## TASKS FOR THIS EXERCISE
[1] According to the forum post on PhantomJS scraping, what state was the computer in when its owner checked it in the morning?
[2] Condense the paragraph of the forum post on PhantomJS scraping that begins "I saw online that people suggested" into a shorter version that keeps its main facts.

## SOURCE EXCERPT
◆ ◆ ◆ ◆ ◆
Reputation: 2020
I'm using selenium's PhantomJS browser to scrape a website. I'm also using threading via queues with workers, because I have many many queries to run. Previously I would create a new instance of the web browser to visit every URL, like the following:
def worker():
while True:
driver = webdriver.PhantomJS()
driver.set_page_load_timeout(10)
driver.set_window_size(1400,1000)
params = q.get()
params = params + (driver,)
print params
crawl(*params)
driver.quit()
q.task_done()
I saw online that people suggested opening the browser was costly, and so I should just open a browser for each worker and use it every time. I tried this, but it actually decreased the speed dramatically, and when I checked my computer in the morning, it was using almost the entire capacity of my ram and I had to restart the computer to stop the program from running. Here's my code - if any of you know how I can use one browser per worker whilst increasing speed, please let me know! thanks!
def worker():
while True:
try:
driver
except NameError:
driver = PhantomJS()
driver.set_page_load_timeout(10)
driver.set_window_size(1400,1000)
params = q.get()
params = params + (driver,)
print params
crawl(*params)
q.task_done()
q = Queue()
for i in range(10):
t = Thread(target=worker)
t.daemon = True
t.start()
# all dates from init_date to 12/31/2015
date_period = 10
#init_date = "01/01/90"
init_date = "01/01/01"
for i in range(1826/date_period):
start_date, end_date = date_inc(init_date, i*date_period),
params = (start_date, end_date, 0)
◆ ◆ ◆ ◆ ◆
## INFORMATION GIVEN
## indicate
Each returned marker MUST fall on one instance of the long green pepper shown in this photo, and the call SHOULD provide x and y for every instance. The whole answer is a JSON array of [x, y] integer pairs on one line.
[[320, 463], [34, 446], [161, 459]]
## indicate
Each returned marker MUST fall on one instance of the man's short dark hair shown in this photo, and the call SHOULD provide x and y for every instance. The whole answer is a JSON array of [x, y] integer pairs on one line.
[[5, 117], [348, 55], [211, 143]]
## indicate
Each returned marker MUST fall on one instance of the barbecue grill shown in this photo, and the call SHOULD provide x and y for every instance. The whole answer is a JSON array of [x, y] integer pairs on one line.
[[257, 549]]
◆ ◆ ◆ ◆ ◆
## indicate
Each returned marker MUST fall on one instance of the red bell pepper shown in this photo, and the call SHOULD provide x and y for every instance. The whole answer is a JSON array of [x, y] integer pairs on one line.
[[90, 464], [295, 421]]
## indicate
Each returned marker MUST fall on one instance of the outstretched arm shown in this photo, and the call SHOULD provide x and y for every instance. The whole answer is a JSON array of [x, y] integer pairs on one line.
◆ ◆ ◆ ◆ ◆
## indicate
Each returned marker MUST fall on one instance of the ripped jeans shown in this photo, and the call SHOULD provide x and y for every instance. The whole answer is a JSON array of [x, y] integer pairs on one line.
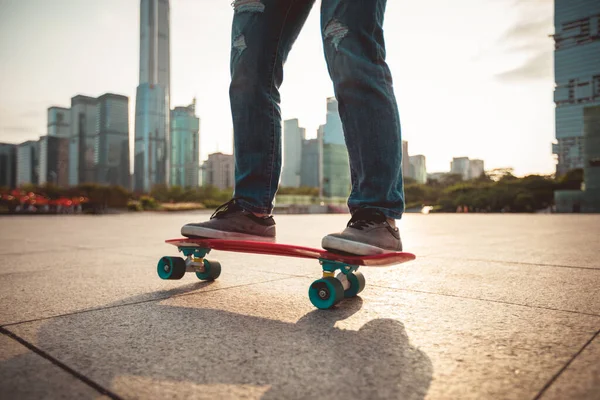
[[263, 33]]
◆ ◆ ◆ ◆ ◆
## TASK-BY-TASK OUTPUTS
[1] It was using almost the entire capacity of its RAM and had to be restarted to stop the program.

[2] Online advice held that opening a browser is costly, so one browser should be opened per worker and reused. Doing so instead slowed the scraping dramatically. By morning the computer was using nearly all of its RAM and had to be restarted to stop the program. The poster, sharing the code, asks how to use one browser per worker while increasing speed.